§ WORK REQUEST
Give the count of lines in the records below that contain "picture", and say nothing more.

________

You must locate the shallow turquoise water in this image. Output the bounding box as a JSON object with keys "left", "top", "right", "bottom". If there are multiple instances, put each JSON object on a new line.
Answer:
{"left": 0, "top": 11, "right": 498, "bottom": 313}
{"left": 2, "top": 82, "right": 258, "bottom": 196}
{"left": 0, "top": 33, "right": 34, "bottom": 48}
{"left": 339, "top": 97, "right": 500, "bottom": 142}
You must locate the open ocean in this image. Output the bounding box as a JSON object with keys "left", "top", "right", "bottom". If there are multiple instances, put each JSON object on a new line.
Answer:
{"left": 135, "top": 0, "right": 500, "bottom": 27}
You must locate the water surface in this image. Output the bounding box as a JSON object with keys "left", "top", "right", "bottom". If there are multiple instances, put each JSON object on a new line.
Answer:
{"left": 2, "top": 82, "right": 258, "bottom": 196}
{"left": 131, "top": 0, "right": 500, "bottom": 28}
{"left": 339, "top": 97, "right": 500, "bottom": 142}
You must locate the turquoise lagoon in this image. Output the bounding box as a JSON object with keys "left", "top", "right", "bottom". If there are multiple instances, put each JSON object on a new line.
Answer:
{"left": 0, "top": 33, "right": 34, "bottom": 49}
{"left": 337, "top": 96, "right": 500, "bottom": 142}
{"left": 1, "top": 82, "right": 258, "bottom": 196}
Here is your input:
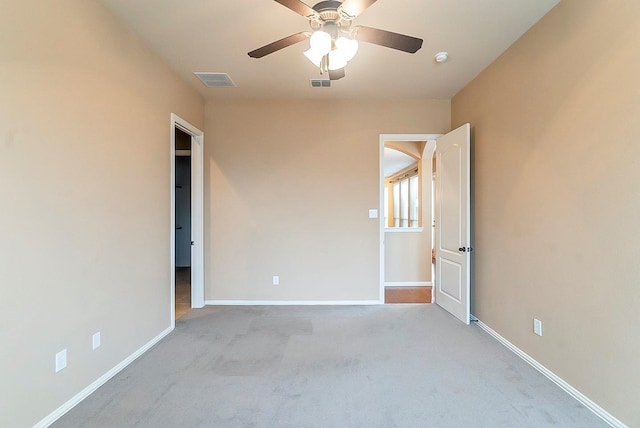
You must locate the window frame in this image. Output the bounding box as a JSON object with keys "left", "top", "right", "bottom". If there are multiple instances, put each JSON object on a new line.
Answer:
{"left": 385, "top": 165, "right": 421, "bottom": 229}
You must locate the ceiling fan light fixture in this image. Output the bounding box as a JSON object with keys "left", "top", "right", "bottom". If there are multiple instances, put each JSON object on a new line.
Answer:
{"left": 304, "top": 48, "right": 324, "bottom": 67}
{"left": 328, "top": 50, "right": 348, "bottom": 70}
{"left": 306, "top": 33, "right": 358, "bottom": 72}
{"left": 309, "top": 30, "right": 332, "bottom": 56}
{"left": 335, "top": 36, "right": 359, "bottom": 62}
{"left": 249, "top": 0, "right": 423, "bottom": 81}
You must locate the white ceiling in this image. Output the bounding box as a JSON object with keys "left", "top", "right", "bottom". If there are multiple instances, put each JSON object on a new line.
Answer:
{"left": 384, "top": 147, "right": 417, "bottom": 178}
{"left": 97, "top": 0, "right": 559, "bottom": 100}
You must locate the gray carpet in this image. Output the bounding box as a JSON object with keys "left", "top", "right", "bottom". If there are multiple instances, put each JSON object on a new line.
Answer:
{"left": 53, "top": 305, "right": 608, "bottom": 427}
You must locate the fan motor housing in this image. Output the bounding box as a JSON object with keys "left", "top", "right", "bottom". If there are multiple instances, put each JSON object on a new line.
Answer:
{"left": 310, "top": 0, "right": 352, "bottom": 31}
{"left": 312, "top": 0, "right": 342, "bottom": 11}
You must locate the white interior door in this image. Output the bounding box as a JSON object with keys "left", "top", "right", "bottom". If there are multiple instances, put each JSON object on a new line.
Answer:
{"left": 435, "top": 123, "right": 471, "bottom": 324}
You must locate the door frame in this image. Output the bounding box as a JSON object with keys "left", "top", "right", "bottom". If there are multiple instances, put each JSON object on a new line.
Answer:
{"left": 170, "top": 113, "right": 204, "bottom": 328}
{"left": 378, "top": 134, "right": 441, "bottom": 303}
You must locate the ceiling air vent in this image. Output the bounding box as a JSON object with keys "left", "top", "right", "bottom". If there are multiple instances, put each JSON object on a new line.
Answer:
{"left": 194, "top": 72, "right": 236, "bottom": 88}
{"left": 310, "top": 79, "right": 331, "bottom": 88}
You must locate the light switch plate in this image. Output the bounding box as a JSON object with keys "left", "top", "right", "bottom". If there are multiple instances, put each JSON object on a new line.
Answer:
{"left": 92, "top": 332, "right": 101, "bottom": 350}
{"left": 55, "top": 349, "right": 67, "bottom": 373}
{"left": 368, "top": 209, "right": 378, "bottom": 219}
{"left": 533, "top": 318, "right": 543, "bottom": 336}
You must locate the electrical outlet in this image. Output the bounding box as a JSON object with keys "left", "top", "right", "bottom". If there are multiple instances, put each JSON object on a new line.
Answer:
{"left": 55, "top": 349, "right": 67, "bottom": 373}
{"left": 533, "top": 318, "right": 543, "bottom": 336}
{"left": 272, "top": 275, "right": 279, "bottom": 286}
{"left": 92, "top": 332, "right": 101, "bottom": 350}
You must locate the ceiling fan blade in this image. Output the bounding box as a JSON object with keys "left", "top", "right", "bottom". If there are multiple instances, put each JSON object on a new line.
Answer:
{"left": 329, "top": 68, "right": 345, "bottom": 80}
{"left": 273, "top": 0, "right": 319, "bottom": 19}
{"left": 338, "top": 0, "right": 377, "bottom": 18}
{"left": 353, "top": 26, "right": 423, "bottom": 54}
{"left": 248, "top": 32, "right": 310, "bottom": 58}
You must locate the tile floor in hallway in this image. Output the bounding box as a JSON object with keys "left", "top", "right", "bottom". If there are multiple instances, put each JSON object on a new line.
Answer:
{"left": 175, "top": 267, "right": 191, "bottom": 320}
{"left": 385, "top": 286, "right": 432, "bottom": 303}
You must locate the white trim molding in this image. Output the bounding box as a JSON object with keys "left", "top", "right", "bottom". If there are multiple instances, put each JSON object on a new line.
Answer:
{"left": 384, "top": 281, "right": 432, "bottom": 288}
{"left": 34, "top": 326, "right": 174, "bottom": 428}
{"left": 205, "top": 300, "right": 381, "bottom": 306}
{"left": 384, "top": 227, "right": 425, "bottom": 233}
{"left": 475, "top": 319, "right": 627, "bottom": 428}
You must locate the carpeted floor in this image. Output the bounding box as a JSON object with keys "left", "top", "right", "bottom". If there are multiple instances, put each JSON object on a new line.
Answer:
{"left": 53, "top": 305, "right": 608, "bottom": 427}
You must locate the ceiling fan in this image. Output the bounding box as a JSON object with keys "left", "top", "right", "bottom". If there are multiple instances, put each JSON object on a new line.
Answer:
{"left": 248, "top": 0, "right": 423, "bottom": 81}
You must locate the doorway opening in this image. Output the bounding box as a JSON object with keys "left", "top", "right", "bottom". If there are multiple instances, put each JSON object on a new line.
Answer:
{"left": 379, "top": 134, "right": 440, "bottom": 304}
{"left": 380, "top": 125, "right": 472, "bottom": 323}
{"left": 170, "top": 114, "right": 204, "bottom": 328}
{"left": 175, "top": 128, "right": 192, "bottom": 319}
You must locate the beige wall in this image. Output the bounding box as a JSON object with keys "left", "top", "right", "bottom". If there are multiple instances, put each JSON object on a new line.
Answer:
{"left": 204, "top": 99, "right": 449, "bottom": 301}
{"left": 452, "top": 1, "right": 640, "bottom": 426}
{"left": 0, "top": 1, "right": 203, "bottom": 426}
{"left": 384, "top": 231, "right": 430, "bottom": 283}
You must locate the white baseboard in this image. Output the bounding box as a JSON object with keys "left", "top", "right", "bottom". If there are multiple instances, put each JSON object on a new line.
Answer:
{"left": 205, "top": 300, "right": 381, "bottom": 306}
{"left": 34, "top": 326, "right": 174, "bottom": 428}
{"left": 384, "top": 281, "right": 432, "bottom": 288}
{"left": 475, "top": 319, "right": 627, "bottom": 428}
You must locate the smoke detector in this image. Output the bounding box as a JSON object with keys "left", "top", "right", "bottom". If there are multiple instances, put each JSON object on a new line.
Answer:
{"left": 434, "top": 52, "right": 449, "bottom": 63}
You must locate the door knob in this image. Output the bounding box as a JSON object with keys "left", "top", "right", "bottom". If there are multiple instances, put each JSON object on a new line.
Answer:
{"left": 458, "top": 247, "right": 466, "bottom": 252}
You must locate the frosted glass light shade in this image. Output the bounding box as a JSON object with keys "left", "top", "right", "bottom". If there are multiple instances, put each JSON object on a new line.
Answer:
{"left": 309, "top": 31, "right": 331, "bottom": 56}
{"left": 304, "top": 32, "right": 359, "bottom": 71}
{"left": 304, "top": 48, "right": 324, "bottom": 67}
{"left": 328, "top": 50, "right": 347, "bottom": 70}
{"left": 335, "top": 37, "right": 359, "bottom": 62}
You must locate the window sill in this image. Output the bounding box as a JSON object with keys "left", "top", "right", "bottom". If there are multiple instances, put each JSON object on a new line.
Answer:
{"left": 384, "top": 227, "right": 424, "bottom": 233}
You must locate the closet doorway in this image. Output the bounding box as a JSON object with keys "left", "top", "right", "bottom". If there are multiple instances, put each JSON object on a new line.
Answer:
{"left": 174, "top": 128, "right": 192, "bottom": 319}
{"left": 170, "top": 114, "right": 204, "bottom": 327}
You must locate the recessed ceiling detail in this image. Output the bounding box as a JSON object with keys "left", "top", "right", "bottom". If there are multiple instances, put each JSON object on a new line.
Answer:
{"left": 194, "top": 72, "right": 236, "bottom": 88}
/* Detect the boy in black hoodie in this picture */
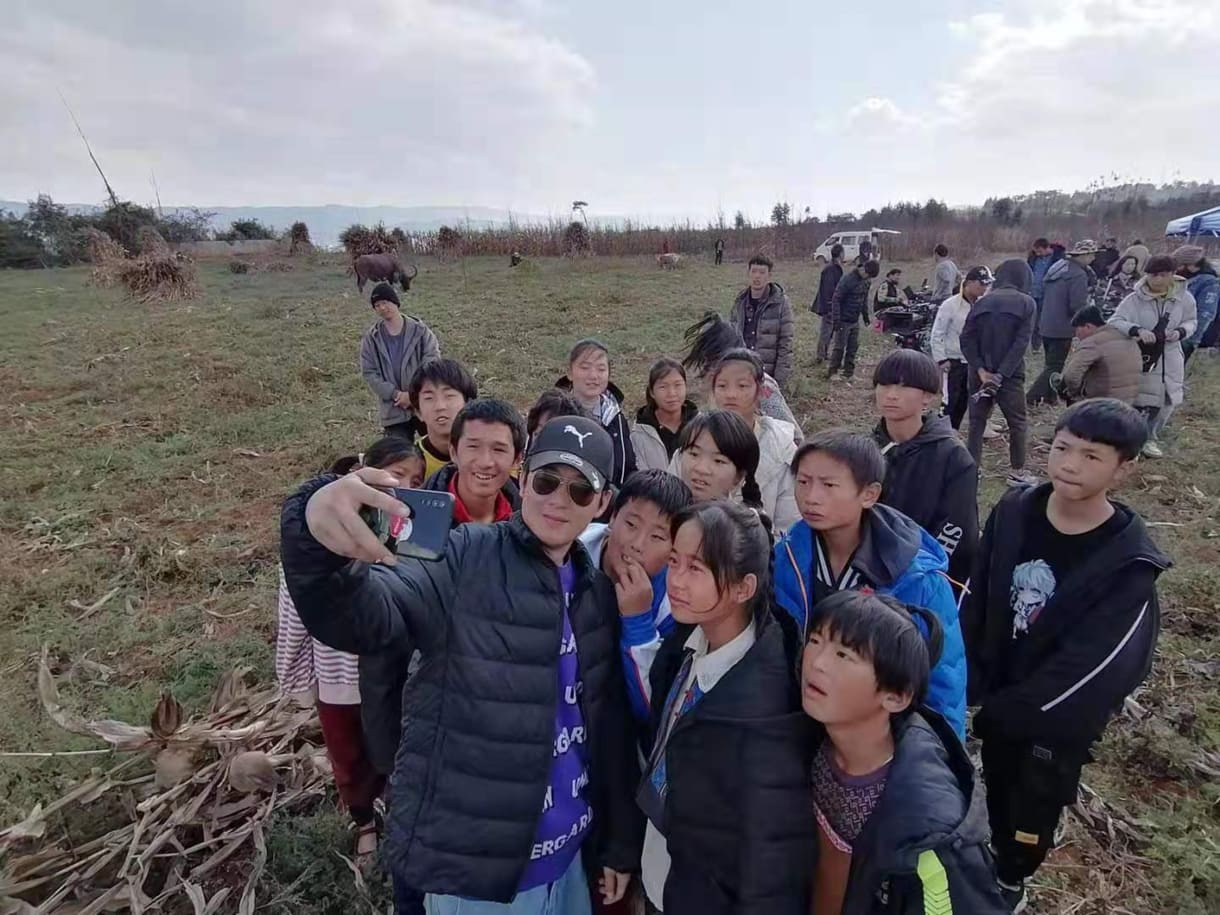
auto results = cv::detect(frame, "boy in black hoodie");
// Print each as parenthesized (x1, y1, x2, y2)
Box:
(964, 399, 1170, 912)
(872, 349, 978, 591)
(960, 258, 1037, 487)
(802, 591, 1008, 915)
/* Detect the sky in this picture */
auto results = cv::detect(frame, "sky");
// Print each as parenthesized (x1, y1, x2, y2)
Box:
(3, 0, 1216, 223)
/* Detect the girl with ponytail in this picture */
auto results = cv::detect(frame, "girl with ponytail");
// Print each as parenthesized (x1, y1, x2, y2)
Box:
(668, 410, 765, 511)
(706, 348, 800, 532)
(624, 500, 814, 913)
(800, 591, 1009, 915)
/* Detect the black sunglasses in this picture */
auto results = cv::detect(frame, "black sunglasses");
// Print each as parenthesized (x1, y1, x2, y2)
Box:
(530, 469, 597, 507)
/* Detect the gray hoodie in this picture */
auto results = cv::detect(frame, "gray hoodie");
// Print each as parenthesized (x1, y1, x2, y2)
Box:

________

§ SOLUTION
5